__Exercise directions__:
Count the rows below that contain the word "blurred", and give only that number.

** begin Material **

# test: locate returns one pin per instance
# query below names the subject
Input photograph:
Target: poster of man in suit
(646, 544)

** end Material **
** begin Material **

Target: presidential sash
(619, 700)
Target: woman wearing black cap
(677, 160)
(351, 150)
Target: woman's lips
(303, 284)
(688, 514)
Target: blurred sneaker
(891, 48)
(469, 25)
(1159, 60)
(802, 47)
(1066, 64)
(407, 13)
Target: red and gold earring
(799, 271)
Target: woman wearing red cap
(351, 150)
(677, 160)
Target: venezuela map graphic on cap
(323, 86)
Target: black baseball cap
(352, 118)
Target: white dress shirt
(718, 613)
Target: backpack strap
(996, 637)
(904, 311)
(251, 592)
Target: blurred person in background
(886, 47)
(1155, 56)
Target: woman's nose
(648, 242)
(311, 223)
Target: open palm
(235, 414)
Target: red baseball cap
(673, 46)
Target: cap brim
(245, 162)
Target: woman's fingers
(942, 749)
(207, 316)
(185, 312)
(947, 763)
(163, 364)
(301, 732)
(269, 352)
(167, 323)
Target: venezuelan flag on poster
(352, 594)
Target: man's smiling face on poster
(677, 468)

** end Material **

__Answer to this problem__:
2